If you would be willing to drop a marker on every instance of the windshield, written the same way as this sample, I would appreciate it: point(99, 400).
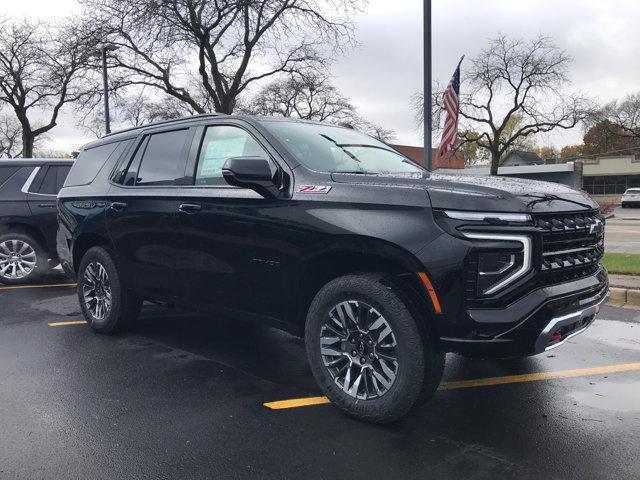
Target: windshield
point(327, 148)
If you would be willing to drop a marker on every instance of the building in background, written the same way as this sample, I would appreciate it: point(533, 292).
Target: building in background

▶ Task to carry out:
Could you return every line of the records above word for word, leaving out the pictures?

▶ The answer:
If you would be willing to drop a marker on every instance of the windshield, written the same way as this sample, I would appreciate it: point(99, 400).
Target: windshield
point(327, 148)
If you would be willing to drop a marker on every instance of the building in background, written the same way as this sample, I would appreciate it: point(533, 292).
Target: building in background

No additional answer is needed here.